**PROBLEMS AND TASKS:**
1: Please retype the passage of the McCain letter article below between "Presidential hopeful John" and "in self defense.", inclusive.
2: In the McCain letter article below, on what date was McCain's letter to the State Department written?
3: Summarize the McCain letter article below in two sentences.

**DOCUMENT EXTRACT:**
##########

Presidential hopeful John McCain has a connection to a former Alabama state trooper charged with the murder of a man at the height of the civil rights movement, according to documents obtained by The Star.
In the early 1990s, Sen. McCain, R-Ariz., wrote a letter to the State Department regarding James B. Fowler, who was at the time imprisoned in Thailand on narcotics charges.
McCain's State Department letter was dated Nov. 15, 1991. It briefly explains Fowler's situation and asks Assistant Secretary Elizabeth Tamposi of the Office of Consular Affairs to look into his case.
n 2005, The Star published an interview with James B. Fowler who admitted publicly for the first time that he shot Jimmie Lee Jackson, during a melee in February 1965 in the west Alabama town of Marion. Fowler insisted it was in self defense.
Jackson's death a few days after the shooting proved pivotal for organizers of the civil rights movement, leading indirectly to the Selma-to-Montgomery march and, many historians argue, the passage by Congress of the landmark Voting Rights Act in August 1965.

##########

**DATASET EXCERPTS:**
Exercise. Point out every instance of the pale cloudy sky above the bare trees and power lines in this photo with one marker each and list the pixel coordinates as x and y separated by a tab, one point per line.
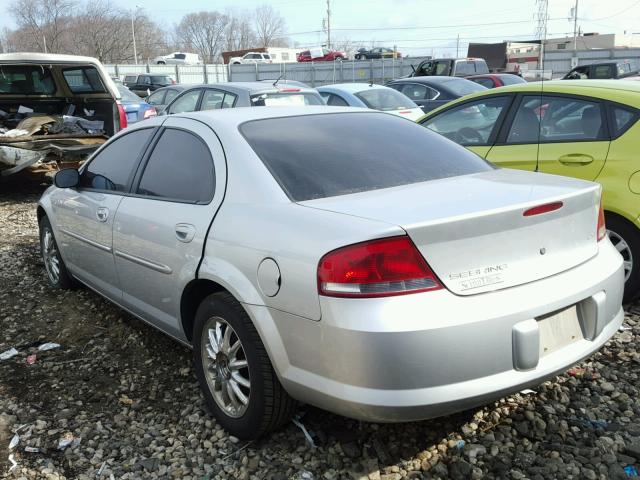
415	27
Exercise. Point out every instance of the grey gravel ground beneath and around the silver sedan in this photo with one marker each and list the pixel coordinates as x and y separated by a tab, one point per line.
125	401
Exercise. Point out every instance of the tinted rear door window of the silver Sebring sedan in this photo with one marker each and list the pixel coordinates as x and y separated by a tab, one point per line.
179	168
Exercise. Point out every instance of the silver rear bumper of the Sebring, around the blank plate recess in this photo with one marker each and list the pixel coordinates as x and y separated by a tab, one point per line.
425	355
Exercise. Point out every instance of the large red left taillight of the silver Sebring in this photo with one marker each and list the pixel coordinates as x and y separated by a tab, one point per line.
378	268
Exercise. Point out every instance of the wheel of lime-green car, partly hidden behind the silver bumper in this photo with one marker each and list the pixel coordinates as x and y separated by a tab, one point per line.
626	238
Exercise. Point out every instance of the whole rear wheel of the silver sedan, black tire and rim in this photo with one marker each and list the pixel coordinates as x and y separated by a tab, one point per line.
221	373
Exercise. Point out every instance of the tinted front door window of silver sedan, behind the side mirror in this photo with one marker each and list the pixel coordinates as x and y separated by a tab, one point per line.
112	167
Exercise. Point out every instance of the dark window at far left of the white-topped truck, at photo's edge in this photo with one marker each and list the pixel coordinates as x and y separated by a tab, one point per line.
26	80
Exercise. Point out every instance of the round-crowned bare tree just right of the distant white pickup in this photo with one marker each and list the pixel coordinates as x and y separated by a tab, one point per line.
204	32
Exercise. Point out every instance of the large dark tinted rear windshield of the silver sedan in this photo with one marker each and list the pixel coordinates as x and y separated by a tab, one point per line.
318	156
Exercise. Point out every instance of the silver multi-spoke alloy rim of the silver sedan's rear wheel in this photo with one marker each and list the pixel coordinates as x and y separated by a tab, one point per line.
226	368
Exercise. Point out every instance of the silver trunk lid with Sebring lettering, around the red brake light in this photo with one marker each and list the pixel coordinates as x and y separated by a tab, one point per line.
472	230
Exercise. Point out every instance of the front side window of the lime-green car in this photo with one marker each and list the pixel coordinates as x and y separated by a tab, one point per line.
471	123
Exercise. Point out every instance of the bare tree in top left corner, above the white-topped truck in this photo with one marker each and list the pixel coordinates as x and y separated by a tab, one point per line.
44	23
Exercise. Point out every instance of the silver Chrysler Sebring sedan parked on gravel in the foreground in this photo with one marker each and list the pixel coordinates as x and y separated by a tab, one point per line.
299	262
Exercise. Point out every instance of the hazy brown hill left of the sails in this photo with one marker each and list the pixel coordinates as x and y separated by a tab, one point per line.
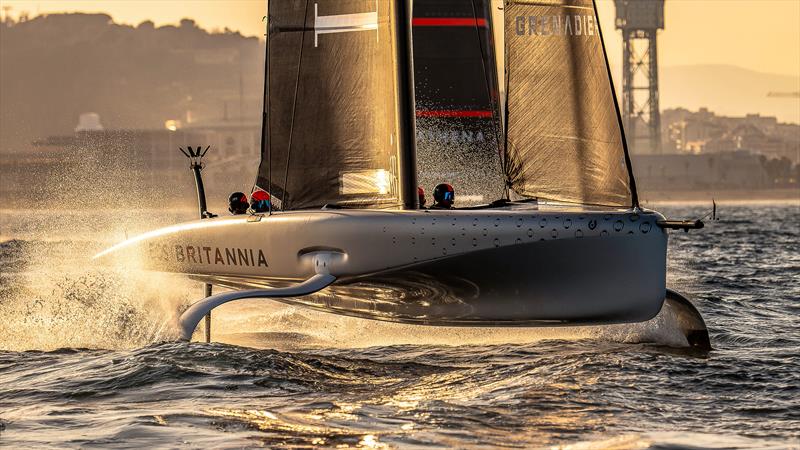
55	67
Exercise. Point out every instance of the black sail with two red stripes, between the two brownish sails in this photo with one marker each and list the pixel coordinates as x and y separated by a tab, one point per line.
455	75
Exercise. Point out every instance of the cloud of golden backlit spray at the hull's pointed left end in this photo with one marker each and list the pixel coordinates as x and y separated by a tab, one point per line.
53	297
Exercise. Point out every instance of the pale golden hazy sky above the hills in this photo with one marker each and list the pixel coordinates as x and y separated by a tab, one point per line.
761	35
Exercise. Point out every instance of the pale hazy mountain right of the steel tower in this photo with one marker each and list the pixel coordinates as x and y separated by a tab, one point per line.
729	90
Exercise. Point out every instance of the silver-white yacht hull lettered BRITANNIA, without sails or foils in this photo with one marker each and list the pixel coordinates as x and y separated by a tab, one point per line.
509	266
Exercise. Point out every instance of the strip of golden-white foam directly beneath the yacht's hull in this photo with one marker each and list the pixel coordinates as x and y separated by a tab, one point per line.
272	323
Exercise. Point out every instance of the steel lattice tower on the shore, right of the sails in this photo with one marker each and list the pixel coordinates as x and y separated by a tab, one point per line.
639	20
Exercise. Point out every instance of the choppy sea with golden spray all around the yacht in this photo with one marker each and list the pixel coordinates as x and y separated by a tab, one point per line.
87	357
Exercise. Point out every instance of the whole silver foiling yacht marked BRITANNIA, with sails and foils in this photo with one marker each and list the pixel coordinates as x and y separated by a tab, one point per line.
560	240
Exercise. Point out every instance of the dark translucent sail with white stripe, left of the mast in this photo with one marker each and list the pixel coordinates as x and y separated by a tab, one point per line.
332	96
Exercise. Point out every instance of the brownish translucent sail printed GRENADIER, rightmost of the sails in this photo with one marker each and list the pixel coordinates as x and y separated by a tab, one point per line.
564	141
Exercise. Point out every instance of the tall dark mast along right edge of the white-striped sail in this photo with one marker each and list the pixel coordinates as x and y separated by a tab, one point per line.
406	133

##########

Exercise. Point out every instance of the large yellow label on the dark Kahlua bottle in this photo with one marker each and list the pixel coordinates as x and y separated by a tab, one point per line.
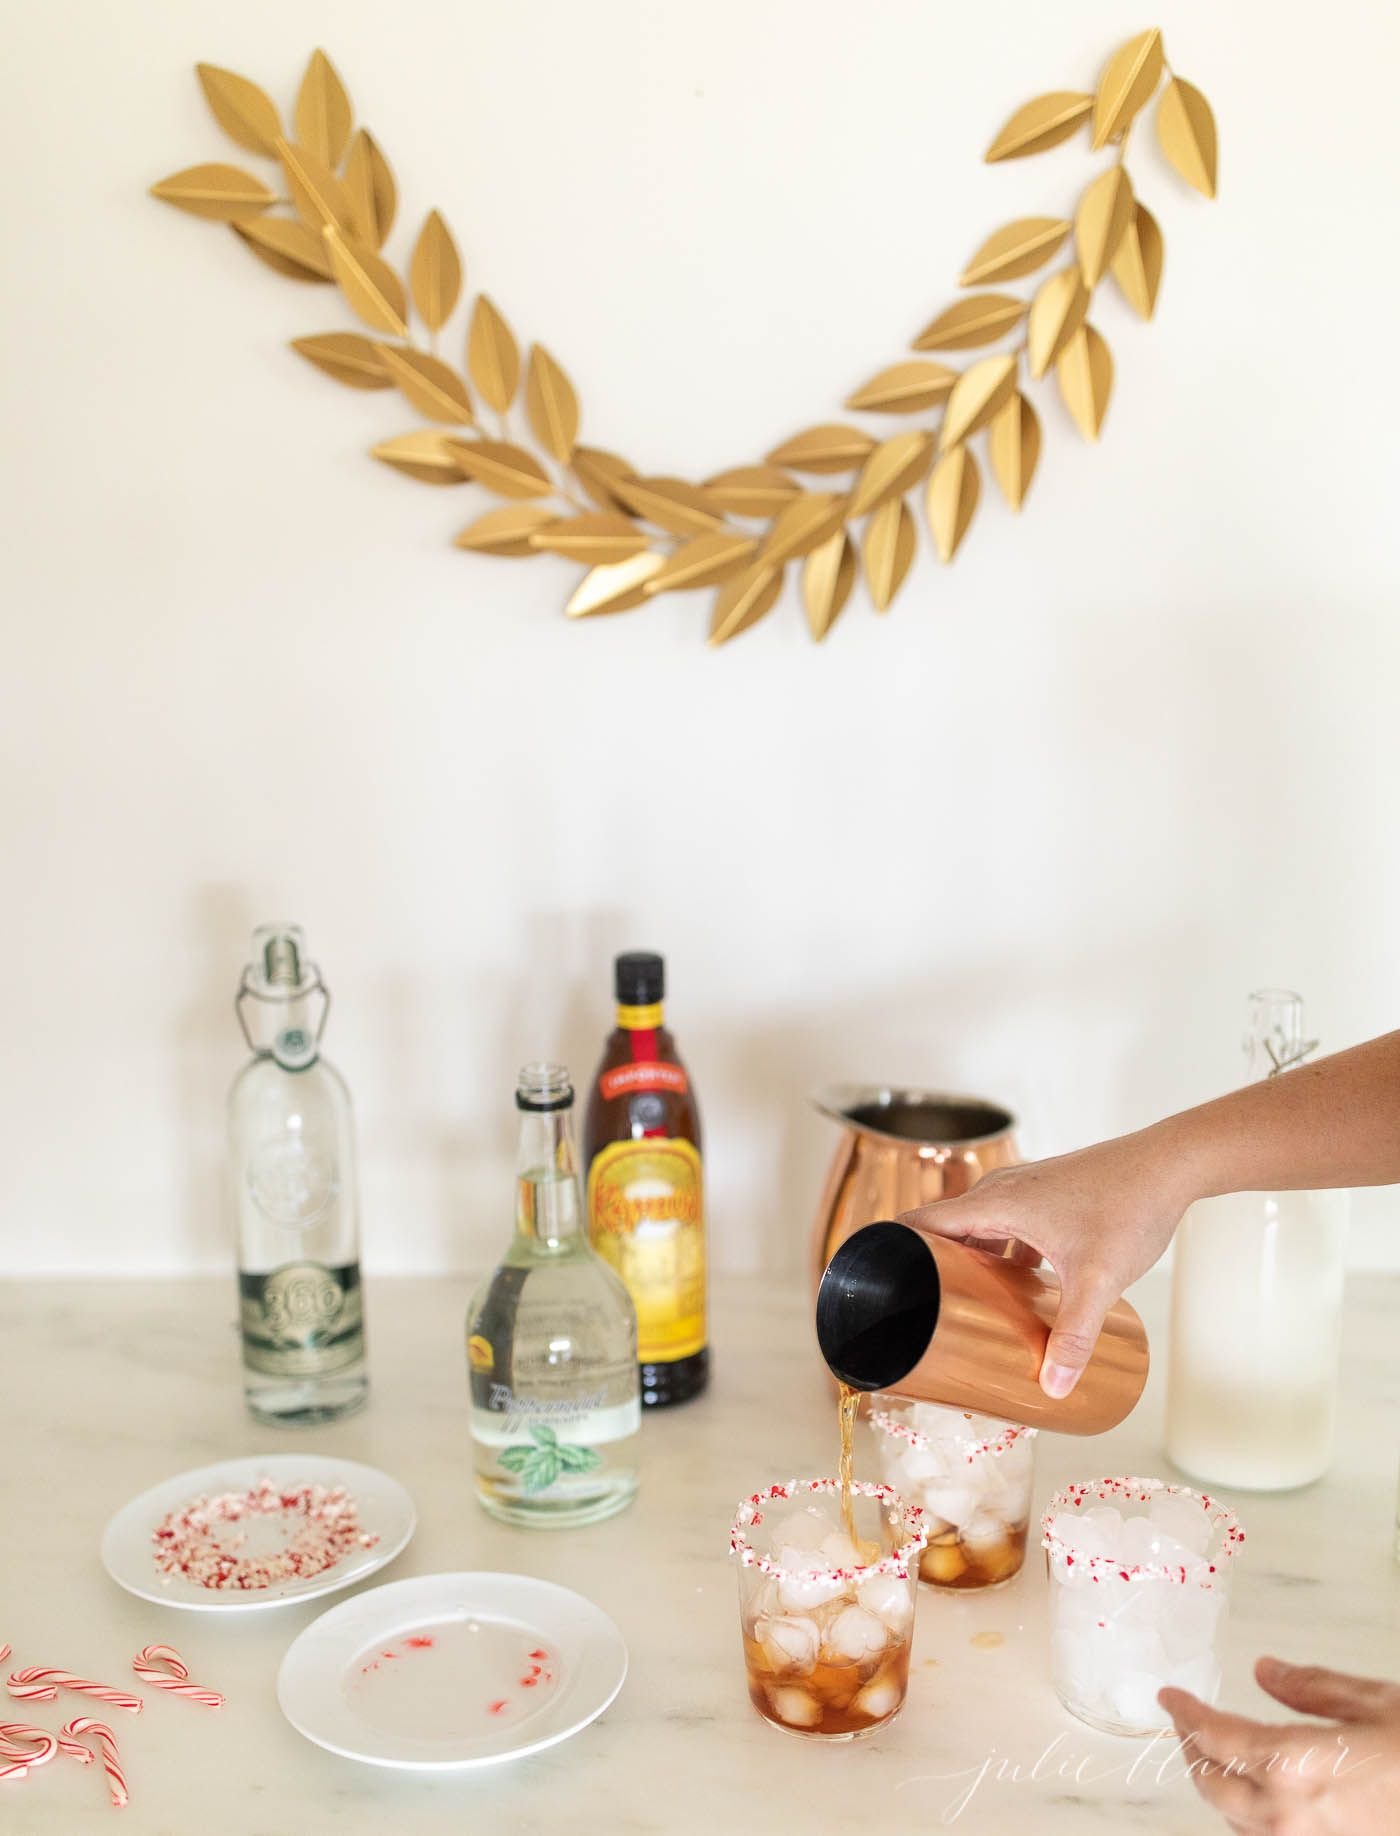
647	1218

##########

**RESPONSES IN ORDER:**
1:
Presidential hopeful John McCain has a connection to a former Alabama state trooper charged with the murder of a man at the height of the civil rights movement, according to documents obtained by The Star.
In the early 1990s, Sen. McCain, R-Ariz., wrote a letter to the State Department regarding James B. Fowler, who was at the time imprisoned in Thailand on narcotics charges.
McCain's State Department letter was dated Nov. 15, 1991. It briefly explains Fowler's situation and asks Assistant Secretary Elizabeth Tamposi of the Office of Consular Affairs to look into his case.
n 2005, The Star published an interview with James B. Fowler who admitted publicly for the first time that he shot Jimmie Lee Jackson, during a melee in February 1965 in the west Alabama town of Marion. Fowler insisted it was in self defense.

2: Nov. 15, 1991.

3: In 1991, Sen. John McCain wrote to the State Department asking that it look into the case of James B. Fowler, a former Alabama state trooper then imprisoned in Thailand on narcotics charges. Fowler, charged with murder, admitted in a 2005 interview that he shot Jimmie Lee Jackson in 1965, and Jackson's death proved pivotal for the civil rights movement, leading indirectly to the Selma-to-Montgomery march.